Task objective: In the market commentary below, condense the paragraph that begins "Indeed, such continued can kicking" into a short bulleted list that keeps its main facts.

Selected text:
The monetary mandarins have taken notice. Domestic banks have “’extended and pretended their impaired commercial real estate mortgages in the post-pandemic period,” wrote researchers at the New York Fed on Oct. 30, adding that a spate of ongoing debt modifications could spur “credit misallocation and a build-up of financial fragility” (those terms could also aptly summarize side-effects stemming from Fed’s post-2008 EZ-money stance - ed).
Indeed, such continued can kicking has served to steepen the near-term “maturity wall,” with the industry’s share of loans coming due within the next three and five years reaching 27% and 40%, respectively, in the fourth quarter of 2023, up from 16% and 27% in late 2020. Since the tightening cycle began in early 2022, “credit risk in the CRE space has increased substantially and banks have been somewhat sluggish in assessing their deterioration,” warned the NY Fed, adding that lightly capitalized lenders are particularly exposed to trouble in this area.
See the Oct. 25 edition of Grant’s Interest Rate Observer for more on the risks and opportunities at hand as banks look to contend with the pileup of dodgy property debts, along with a bearish look at one fast-growing industry darling that arguably holds insufficient reserves against its “troublesome” loan book.
Fire up those laser eyes: another rip higher in bitcoin headlined today’s trading, with the pre-eminent digital ducat jumping more than 10% to $88,000 and change, up more than 30% from seven days ago. Stocks managed another green finish but only barely as the S&P 500 stayed near unchanged throughout the session, while WTI crude fell to $68 a barrel and gold retreated to $2,621 per ounce. The bond market was closed for Veterans Day, though the iShares 20+ Year Treasury Bond ETF ticked lower by half a percent.
- Philip Grant
Come on in, the water’s warm. “Number go down” is the name of the game throughout the U.S. corporate bond pool, with the average yield-to-worst on triple-C-rated issues tracked by Bloomberg tumbling below 10% this week for the first time since spring 2022, down more than four percentage points over the past 12 months. Option-adjusted spreads on the ICE BofA U.S. High Yield Index settled Thursday at 273 basis points, easily undercutting the 302-basis points seen in late 2021 to establish a fresh 17-year nadir.
The eroding buffer in high-grade obligations likewise leaves that cohort in rarely trod territory. Bloomberg’s U.S. Corporate Investment Grade Index compressed to a 75-basis point option-adjusted spread Thursday, half its average premium over the past two decades and the narrowest pickup since May 1998. “Spreads haven’t been this low in the career of most [investment] professionals,” Andrew Hofer, head of taxable fixed income at Brown Brothers Harriman, marveled to Bloomberg.
Reports of his demise are greatly exaggerated: Today’s sanguine labor market extends to one prominent position, with Fed chair Jerome Powell remaining firmly ensconced in the face of shifting political winds. Asked yesterday whether he was worried about his job security following Donald Trump’s election, Powell replied in the negative, twice adding that a resignation request prior to the end of his term in 2026 is “not permitted under the law.”

Natural-language object grounding records
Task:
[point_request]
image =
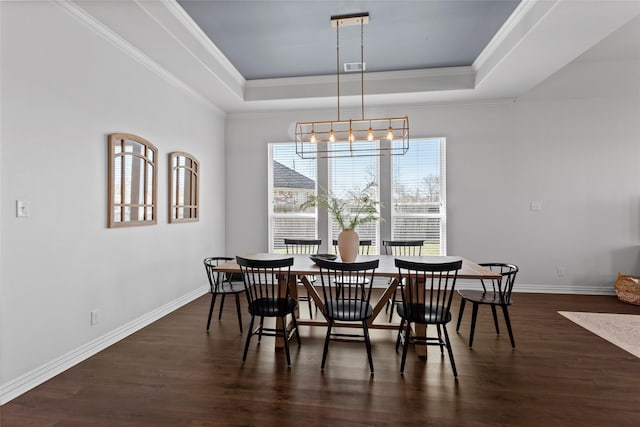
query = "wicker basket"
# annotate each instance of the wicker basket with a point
(628, 289)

Exercise solution:
- Ongoing loan modifications have steepened the near-term "maturity wall."
- The industry's share of loans coming due within three years reached 27% in the fourth quarter of 2023, up from 16% in late 2020.
- Over the same period, the share due within five years rose to 40% from 27%.
- The NY Fed warned that commercial real estate credit risk has increased substantially since the tightening cycle began in early 2022.
- It added that banks have been somewhat sluggish in assessing the deterioration.
- Lightly capitalized lenders are particularly exposed.